SHORT TASK:
Everything from the line that contains "For each instance of the tree trunk" through the final line of the records should be written out exactly, and nothing outside that span.

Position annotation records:
* START *

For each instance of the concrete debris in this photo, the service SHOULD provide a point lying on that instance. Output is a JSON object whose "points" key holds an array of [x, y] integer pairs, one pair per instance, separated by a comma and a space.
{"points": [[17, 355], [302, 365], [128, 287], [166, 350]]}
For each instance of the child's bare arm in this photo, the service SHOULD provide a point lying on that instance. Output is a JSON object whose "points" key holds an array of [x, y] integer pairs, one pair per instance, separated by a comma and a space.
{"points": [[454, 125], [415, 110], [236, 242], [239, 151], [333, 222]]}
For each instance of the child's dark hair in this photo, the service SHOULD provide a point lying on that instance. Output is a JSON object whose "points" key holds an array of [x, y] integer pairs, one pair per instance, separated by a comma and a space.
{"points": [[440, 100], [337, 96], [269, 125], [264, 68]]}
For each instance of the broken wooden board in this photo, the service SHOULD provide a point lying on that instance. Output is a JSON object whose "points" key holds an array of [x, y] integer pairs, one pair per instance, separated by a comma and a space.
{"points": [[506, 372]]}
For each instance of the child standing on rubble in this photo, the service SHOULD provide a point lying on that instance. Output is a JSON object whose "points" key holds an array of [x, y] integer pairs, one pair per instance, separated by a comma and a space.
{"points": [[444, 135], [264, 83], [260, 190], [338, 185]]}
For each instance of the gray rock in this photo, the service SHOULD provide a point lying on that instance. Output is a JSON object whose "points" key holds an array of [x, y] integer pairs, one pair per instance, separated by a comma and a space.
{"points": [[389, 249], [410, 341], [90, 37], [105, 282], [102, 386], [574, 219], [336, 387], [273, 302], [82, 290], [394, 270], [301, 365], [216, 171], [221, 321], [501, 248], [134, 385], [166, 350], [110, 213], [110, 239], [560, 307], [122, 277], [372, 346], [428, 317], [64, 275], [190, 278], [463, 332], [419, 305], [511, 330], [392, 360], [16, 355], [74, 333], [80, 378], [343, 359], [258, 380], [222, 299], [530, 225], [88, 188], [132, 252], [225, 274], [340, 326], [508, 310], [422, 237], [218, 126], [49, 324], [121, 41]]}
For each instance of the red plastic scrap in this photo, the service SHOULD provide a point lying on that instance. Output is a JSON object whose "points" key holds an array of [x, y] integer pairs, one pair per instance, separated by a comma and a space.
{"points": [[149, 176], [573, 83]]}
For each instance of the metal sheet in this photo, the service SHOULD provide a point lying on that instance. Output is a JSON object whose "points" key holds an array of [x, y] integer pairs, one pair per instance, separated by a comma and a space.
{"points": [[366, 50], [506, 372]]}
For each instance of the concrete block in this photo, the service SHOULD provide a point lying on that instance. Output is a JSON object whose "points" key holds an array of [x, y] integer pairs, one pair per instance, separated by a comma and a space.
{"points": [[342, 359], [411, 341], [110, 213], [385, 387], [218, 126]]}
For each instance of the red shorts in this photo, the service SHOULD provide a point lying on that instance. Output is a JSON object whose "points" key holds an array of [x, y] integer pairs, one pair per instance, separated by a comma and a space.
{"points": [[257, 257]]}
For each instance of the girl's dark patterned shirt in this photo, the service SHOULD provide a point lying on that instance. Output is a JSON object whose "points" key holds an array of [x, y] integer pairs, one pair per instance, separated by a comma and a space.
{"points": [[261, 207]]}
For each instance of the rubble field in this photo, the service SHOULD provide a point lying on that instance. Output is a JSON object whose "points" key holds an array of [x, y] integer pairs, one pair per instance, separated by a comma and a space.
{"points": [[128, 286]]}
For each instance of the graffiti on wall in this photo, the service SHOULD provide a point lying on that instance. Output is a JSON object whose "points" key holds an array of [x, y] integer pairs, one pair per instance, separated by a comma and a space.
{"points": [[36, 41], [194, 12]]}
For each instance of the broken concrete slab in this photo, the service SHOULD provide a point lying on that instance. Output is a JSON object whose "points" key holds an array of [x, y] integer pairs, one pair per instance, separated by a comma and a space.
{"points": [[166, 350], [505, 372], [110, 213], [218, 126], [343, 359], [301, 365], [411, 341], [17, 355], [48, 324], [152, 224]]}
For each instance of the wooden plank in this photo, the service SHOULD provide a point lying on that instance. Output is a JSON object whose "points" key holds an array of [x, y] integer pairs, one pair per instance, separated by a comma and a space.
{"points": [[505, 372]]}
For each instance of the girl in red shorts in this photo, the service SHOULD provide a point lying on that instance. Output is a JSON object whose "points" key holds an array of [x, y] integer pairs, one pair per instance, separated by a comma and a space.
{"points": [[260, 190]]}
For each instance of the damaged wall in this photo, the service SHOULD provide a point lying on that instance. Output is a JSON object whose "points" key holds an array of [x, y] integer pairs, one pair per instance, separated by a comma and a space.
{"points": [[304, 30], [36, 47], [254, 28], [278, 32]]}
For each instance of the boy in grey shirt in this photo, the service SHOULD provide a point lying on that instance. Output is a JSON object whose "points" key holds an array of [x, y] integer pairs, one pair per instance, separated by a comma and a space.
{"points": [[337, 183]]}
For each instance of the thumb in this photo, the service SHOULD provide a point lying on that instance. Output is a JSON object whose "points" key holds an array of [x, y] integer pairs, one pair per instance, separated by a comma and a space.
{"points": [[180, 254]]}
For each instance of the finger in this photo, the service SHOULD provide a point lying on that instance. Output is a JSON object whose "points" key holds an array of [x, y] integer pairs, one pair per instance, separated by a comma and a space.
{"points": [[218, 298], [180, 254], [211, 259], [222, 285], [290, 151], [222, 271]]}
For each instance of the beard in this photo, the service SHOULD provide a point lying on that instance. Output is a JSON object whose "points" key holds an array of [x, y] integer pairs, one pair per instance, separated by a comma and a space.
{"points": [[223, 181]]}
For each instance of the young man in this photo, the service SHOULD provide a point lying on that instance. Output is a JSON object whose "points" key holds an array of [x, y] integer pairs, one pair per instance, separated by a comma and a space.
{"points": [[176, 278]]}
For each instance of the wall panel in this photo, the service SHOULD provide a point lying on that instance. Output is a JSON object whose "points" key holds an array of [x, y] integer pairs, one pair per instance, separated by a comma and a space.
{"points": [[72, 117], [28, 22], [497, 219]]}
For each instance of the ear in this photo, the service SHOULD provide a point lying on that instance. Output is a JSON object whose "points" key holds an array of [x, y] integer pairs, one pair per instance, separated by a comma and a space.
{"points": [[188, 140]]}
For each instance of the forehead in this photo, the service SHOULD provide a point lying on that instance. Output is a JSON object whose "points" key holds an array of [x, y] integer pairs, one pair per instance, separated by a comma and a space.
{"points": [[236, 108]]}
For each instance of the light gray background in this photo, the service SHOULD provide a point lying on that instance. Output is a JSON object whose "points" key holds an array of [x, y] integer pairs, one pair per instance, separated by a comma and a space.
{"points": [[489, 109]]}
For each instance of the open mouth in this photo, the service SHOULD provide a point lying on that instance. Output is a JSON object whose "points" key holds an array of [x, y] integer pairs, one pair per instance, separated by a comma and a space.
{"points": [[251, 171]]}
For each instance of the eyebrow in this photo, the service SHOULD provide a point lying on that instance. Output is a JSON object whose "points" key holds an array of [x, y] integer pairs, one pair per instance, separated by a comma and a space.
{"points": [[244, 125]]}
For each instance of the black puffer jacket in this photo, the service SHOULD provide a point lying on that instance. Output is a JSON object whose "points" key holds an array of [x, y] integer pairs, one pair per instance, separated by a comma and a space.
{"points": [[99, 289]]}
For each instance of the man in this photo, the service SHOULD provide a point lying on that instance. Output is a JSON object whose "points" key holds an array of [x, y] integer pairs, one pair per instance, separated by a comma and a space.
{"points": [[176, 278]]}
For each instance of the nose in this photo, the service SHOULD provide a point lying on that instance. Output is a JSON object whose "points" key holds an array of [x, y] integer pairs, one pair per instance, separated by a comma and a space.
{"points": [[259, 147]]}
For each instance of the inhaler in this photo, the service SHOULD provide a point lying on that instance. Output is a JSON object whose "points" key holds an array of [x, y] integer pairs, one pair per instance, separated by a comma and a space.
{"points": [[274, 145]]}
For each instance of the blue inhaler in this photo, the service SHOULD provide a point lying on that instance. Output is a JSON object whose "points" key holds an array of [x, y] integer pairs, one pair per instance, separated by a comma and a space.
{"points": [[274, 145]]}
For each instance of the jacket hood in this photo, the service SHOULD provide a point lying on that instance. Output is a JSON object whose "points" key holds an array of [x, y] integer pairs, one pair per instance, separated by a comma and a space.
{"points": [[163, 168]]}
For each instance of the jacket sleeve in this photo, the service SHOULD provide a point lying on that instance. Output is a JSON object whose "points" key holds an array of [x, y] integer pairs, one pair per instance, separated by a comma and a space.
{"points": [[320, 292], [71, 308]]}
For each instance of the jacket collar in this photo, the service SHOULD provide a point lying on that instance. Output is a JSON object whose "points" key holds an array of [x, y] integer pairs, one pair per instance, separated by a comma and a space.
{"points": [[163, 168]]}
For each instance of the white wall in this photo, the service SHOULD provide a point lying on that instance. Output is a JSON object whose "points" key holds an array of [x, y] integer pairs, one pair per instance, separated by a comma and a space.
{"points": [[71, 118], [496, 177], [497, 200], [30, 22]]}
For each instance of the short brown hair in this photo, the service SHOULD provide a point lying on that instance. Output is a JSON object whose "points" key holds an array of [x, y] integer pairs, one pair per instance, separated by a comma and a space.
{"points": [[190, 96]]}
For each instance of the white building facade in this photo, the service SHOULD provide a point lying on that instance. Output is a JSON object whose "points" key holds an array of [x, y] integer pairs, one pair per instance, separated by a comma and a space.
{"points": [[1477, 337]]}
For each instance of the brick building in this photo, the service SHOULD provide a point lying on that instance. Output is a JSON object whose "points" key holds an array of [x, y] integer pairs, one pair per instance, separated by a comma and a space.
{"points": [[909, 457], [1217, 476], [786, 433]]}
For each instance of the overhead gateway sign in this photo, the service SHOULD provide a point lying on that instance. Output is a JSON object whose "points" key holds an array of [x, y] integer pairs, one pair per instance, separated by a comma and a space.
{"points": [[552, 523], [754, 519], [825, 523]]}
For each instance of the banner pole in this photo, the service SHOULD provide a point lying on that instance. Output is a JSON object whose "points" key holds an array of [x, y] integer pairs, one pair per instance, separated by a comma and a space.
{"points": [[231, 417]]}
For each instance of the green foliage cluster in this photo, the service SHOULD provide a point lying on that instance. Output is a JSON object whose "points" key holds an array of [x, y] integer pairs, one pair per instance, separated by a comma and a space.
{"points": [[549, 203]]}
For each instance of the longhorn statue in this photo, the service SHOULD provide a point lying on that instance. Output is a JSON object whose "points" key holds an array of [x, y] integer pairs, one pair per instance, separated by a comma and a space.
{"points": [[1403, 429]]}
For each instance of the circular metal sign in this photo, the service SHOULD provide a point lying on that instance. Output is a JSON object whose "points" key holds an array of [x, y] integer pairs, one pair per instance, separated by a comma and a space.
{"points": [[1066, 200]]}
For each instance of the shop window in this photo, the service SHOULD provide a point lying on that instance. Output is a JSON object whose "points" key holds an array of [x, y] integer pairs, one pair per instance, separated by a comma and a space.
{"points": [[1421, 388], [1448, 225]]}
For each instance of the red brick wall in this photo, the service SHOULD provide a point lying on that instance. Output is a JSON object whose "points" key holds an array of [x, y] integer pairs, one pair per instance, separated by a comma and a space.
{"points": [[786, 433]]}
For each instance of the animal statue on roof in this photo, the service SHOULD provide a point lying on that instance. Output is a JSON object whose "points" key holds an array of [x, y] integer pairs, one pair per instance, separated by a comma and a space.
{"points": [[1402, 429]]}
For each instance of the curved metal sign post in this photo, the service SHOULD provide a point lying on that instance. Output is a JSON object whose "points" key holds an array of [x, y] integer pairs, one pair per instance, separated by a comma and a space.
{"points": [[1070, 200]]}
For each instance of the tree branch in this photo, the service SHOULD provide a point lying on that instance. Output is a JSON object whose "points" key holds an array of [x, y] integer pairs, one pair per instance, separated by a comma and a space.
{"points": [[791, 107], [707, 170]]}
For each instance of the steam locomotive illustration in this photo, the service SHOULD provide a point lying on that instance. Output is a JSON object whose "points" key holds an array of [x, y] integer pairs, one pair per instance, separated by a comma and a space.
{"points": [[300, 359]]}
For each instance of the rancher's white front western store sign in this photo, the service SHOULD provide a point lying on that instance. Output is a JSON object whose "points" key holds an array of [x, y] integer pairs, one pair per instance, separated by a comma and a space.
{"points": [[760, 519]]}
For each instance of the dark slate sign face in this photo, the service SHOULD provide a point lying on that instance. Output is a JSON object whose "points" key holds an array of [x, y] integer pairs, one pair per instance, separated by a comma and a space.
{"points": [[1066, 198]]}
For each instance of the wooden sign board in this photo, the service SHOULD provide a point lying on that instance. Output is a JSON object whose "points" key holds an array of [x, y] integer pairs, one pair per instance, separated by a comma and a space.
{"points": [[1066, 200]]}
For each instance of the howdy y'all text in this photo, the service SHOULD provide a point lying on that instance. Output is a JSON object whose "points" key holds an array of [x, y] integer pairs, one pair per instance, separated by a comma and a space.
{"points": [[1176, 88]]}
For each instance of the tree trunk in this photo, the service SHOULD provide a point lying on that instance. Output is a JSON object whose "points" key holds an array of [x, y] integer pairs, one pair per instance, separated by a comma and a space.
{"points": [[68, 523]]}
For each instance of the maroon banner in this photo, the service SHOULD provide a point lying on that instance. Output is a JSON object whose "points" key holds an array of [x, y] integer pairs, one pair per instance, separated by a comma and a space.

* END *

COMPLETE ANSWER:
For each instance of the tree trunk in this photo, the service SHOULD provide a point lying on that instance. Output is a JSON object whose "points" key holds an array of [x, y] integer pairs, one pair per instance, separated by a comma and a space.
{"points": [[68, 523]]}
For each instance of the maroon banner in this photo, the service SHOULD provide a point lying on that instance. Output is a JSON object whose "points" key holds an array of [x, y] integer pairs, one pair per instance, separated by a comma and a space.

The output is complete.